*Extracted material*
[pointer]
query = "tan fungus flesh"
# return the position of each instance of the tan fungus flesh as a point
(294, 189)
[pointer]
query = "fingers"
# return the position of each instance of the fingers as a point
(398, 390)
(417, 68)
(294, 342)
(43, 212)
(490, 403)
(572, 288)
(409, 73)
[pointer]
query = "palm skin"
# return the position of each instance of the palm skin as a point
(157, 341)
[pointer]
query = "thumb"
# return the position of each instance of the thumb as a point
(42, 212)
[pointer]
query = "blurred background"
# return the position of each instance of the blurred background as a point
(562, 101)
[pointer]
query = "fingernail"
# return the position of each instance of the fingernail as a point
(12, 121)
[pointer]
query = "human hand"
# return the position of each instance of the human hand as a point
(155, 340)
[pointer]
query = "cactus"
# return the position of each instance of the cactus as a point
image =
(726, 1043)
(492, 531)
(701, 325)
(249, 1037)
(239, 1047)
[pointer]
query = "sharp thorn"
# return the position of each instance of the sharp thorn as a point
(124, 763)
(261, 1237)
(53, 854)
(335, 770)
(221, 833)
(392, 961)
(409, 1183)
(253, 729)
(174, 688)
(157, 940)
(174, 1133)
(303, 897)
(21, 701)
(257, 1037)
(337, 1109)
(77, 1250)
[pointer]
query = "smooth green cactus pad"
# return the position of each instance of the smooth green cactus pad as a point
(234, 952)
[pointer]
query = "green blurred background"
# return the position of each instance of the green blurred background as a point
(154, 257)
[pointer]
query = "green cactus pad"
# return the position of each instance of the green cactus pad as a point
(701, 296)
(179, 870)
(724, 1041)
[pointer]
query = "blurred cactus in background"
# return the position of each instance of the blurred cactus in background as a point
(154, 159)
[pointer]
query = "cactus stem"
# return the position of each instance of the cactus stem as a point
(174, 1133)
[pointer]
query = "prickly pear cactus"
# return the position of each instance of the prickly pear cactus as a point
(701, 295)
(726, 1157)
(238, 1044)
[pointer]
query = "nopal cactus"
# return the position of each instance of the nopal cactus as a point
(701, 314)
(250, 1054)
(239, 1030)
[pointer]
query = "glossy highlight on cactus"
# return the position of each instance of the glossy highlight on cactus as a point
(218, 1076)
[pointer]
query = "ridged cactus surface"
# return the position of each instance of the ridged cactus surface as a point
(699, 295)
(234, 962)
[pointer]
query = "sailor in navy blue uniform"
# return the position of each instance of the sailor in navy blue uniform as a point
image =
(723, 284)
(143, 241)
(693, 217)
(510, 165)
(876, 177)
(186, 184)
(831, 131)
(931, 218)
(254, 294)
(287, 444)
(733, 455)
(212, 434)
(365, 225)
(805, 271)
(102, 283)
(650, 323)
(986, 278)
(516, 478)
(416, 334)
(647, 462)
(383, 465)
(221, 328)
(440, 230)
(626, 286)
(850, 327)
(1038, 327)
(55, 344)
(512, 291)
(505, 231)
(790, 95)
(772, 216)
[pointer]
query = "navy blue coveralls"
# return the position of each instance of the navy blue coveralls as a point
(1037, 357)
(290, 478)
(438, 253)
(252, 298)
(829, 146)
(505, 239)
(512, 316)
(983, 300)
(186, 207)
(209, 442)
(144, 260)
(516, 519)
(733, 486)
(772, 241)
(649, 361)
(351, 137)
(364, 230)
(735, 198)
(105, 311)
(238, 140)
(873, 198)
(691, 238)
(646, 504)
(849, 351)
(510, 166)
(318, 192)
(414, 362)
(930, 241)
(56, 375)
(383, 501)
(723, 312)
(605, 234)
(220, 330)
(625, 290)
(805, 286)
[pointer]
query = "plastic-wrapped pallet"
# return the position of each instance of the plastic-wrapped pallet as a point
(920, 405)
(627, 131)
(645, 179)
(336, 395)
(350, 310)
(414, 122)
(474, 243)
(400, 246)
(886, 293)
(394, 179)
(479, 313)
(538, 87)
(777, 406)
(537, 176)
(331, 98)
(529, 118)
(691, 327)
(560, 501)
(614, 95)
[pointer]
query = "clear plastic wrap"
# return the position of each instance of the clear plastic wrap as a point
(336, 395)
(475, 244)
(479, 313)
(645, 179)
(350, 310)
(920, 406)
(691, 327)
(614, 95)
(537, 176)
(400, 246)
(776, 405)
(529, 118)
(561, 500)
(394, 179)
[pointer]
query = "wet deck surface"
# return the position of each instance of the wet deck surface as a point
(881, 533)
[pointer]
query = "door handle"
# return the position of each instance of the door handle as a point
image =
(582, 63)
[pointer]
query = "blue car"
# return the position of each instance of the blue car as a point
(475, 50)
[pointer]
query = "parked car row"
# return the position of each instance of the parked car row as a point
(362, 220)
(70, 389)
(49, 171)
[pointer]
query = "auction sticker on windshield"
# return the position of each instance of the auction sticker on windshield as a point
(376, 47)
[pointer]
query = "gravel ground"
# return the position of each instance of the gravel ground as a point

*Exercise directions*
Return every record, word for word.

*Complete output*
[pointer]
query = "tan fungus flesh"
# return the position of each instance of the tan fungus flesh as a point
(294, 189)
[pointer]
query = "fingers"
# return the position of each instance of the fingers as a point
(398, 390)
(417, 68)
(294, 342)
(43, 212)
(490, 403)
(572, 288)
(409, 73)
[pointer]
query = "palm skin"
# return the position of each instance of the palm skin as a point
(157, 341)
[pointer]
query = "thumb"
# return the position of each instance of the thumb as a point
(42, 212)
[pointer]
query = "blurred background"
# return the position of each instance of the blurred background as a point
(562, 101)
[pointer]
query = "fingernail"
# return the position of each instance of the fingernail as a point
(12, 121)
[pointer]
query = "human hand"
# return the position of each instance of the human hand as a point
(155, 340)
[pointer]
query = "cactus"
# return the position of each instance of the cactus as a point
image =
(726, 1043)
(492, 531)
(701, 325)
(249, 1037)
(239, 1047)
[pointer]
query = "sharp thorn"
# return the position of each instance of the sharp thorn as a point
(124, 763)
(261, 1237)
(53, 854)
(335, 770)
(221, 833)
(392, 961)
(409, 1183)
(253, 729)
(174, 688)
(157, 940)
(174, 1133)
(303, 897)
(21, 701)
(257, 1037)
(337, 1109)
(77, 1250)
[pointer]
query = "smooth green cactus pad"
# return the position of each instance of the smooth green cactus pad as a point
(234, 952)
[pointer]
query = "green blurred background"
# return the position of each instance of the green blurred background as a point
(154, 257)
[pointer]
query = "green cactus pad"
# return the position of each instance of the green cactus pad as a point
(701, 296)
(179, 870)
(724, 1041)
[pointer]
query = "blurred cactus in background"
# return the position of each instance of the blurred cactus in background as a point
(154, 159)
[pointer]
query = "cactus stem"
# return the position of each instance of the cactus stem as a point
(174, 1133)
[pointer]
query = "prickly pear cactus"
# return the position of each instance of the prickly pear cactus as a point
(701, 295)
(726, 1157)
(238, 1044)
[pointer]
query = "nopal cactus"
# return the position of each instance of the nopal cactus as a point
(701, 314)
(250, 1054)
(239, 1030)
[pointer]
query = "glossy highlight on cactus"
# return the position of each instance of the glossy highlight on cactus as a point
(218, 1076)
[pointer]
query = "ridged cactus surface"
# return the position of each instance of the ridged cactus surface as a point
(699, 295)
(234, 962)
[pointer]
query = "sailor in navy blue uniform"
# return the position of each instance of the sailor in navy blue uniform as a point
image =
(723, 284)
(143, 241)
(693, 217)
(510, 165)
(876, 177)
(186, 184)
(831, 131)
(931, 218)
(254, 294)
(287, 444)
(733, 455)
(212, 434)
(365, 225)
(805, 271)
(102, 283)
(650, 323)
(986, 278)
(516, 478)
(416, 334)
(647, 462)
(383, 465)
(221, 328)
(440, 230)
(626, 286)
(850, 327)
(1038, 327)
(55, 344)
(512, 291)
(505, 231)
(790, 95)
(772, 216)
[pointer]
query = "navy blue coveralls"
# return the position of each instance of the navy blue coveralls as a point
(1037, 357)
(290, 478)
(438, 253)
(252, 298)
(829, 146)
(505, 239)
(512, 316)
(983, 300)
(186, 207)
(209, 442)
(144, 260)
(516, 519)
(733, 486)
(772, 241)
(649, 361)
(351, 137)
(364, 230)
(735, 198)
(105, 311)
(238, 140)
(873, 198)
(691, 238)
(646, 504)
(849, 351)
(510, 166)
(318, 192)
(414, 362)
(930, 241)
(56, 375)
(383, 501)
(723, 312)
(605, 234)
(220, 330)
(625, 290)
(805, 286)
[pointer]
query = "plastic-wrapped pallet"
# return the position of each instance of the plastic-wrapped pallet as a point
(920, 405)
(627, 131)
(645, 179)
(336, 395)
(350, 310)
(414, 122)
(474, 243)
(400, 246)
(886, 293)
(394, 179)
(479, 313)
(538, 87)
(777, 406)
(537, 176)
(331, 98)
(529, 118)
(691, 327)
(560, 501)
(614, 95)
[pointer]
query = "clear plastic wrap"
# return the position of each instance of the clear plastic wrap as a point
(336, 395)
(475, 244)
(479, 313)
(645, 179)
(350, 310)
(920, 406)
(691, 327)
(614, 95)
(537, 176)
(400, 246)
(776, 405)
(529, 118)
(561, 500)
(394, 179)
[pointer]
query = "wet deck surface"
# return the position of each instance of the wet deck surface as a point
(881, 533)
[pointer]
query = "door handle"
# return the position of each instance of the door handle as a point
image =
(582, 63)
[pointer]
query = "blue car"
# return the position of each instance of the blue car as a point
(475, 50)
[pointer]
query = "parked car row"
# return the position of each instance of the parked car row as a point
(362, 220)
(70, 389)
(49, 171)
[pointer]
query = "auction sticker on windshield"
# return the position of each instance of the auction sticker on windshield as a point
(376, 47)
[pointer]
query = "gravel ground"
# return the position of each instance of the gravel ground as a point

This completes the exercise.